··· RECORDS ···
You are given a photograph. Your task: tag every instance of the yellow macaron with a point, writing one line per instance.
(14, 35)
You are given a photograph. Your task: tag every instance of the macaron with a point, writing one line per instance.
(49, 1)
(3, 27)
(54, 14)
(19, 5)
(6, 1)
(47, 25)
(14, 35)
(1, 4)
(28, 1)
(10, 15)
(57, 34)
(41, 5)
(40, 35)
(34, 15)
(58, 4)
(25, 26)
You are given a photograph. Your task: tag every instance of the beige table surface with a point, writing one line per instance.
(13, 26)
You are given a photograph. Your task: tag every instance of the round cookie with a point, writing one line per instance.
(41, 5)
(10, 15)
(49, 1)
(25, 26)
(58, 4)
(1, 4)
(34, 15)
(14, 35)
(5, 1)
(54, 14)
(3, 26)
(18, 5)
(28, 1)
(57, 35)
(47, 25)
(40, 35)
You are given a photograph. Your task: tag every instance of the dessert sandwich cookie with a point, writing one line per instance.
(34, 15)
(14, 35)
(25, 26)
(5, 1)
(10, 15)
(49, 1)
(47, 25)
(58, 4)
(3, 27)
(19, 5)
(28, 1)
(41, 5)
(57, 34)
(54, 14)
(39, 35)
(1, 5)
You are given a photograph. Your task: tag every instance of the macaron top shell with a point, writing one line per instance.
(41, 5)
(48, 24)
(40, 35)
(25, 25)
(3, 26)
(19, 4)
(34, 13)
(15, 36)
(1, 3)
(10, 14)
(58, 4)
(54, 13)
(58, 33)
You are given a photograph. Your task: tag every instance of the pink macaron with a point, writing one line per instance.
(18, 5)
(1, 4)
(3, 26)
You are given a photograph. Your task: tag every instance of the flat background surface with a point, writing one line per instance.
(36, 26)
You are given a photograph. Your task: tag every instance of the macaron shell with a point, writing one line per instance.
···
Return every line of the listing above verbatim, keeping the original order and leaving nothing out.

* **RESPONSE BELOW**
You are given a photograph. Your task: tag every instance of the yellow macaron with a point, writing one line per instance.
(14, 35)
You are given a photograph. Your task: tag every instance of the macaron with a point, writing one line per instance.
(49, 1)
(3, 27)
(54, 14)
(19, 5)
(6, 1)
(47, 25)
(14, 35)
(1, 4)
(28, 1)
(10, 15)
(57, 34)
(41, 5)
(40, 35)
(34, 15)
(58, 4)
(25, 26)
You are given a photograph. Your task: tag every instance of the beige table surface with a point, writing one line per instance.
(13, 26)
You are given a photograph. Your task: tag every instance of the round cookie with a point, writing one line per instance.
(41, 5)
(10, 15)
(49, 1)
(25, 26)
(58, 4)
(1, 4)
(34, 15)
(14, 35)
(5, 1)
(54, 14)
(3, 26)
(18, 5)
(28, 1)
(57, 35)
(47, 25)
(40, 35)
You are given a photograph. Your task: tag every instance of the dessert sandwich cookie with a point, writing one line per instance.
(34, 15)
(14, 35)
(25, 26)
(5, 1)
(10, 15)
(49, 1)
(47, 25)
(58, 4)
(3, 27)
(19, 5)
(28, 1)
(41, 5)
(57, 34)
(54, 14)
(39, 35)
(1, 5)
You are given a photograph. Your task: tag every instance of the macaron top shell with a point, writing one line per instance.
(41, 5)
(48, 24)
(40, 35)
(25, 25)
(3, 26)
(19, 4)
(34, 13)
(15, 36)
(1, 3)
(10, 14)
(58, 4)
(54, 13)
(58, 33)
You are given a photograph. Your task: tag every instance of the pink macaron with a point, writing one line per instance.
(18, 5)
(1, 4)
(3, 26)
You are given a photograph. Your task: tag every instance of the flat background surface with a point, writing one line per instance.
(36, 26)
You are given a photograph. Your task: tag every instance of the macaron shell with a point, writing one line per instance.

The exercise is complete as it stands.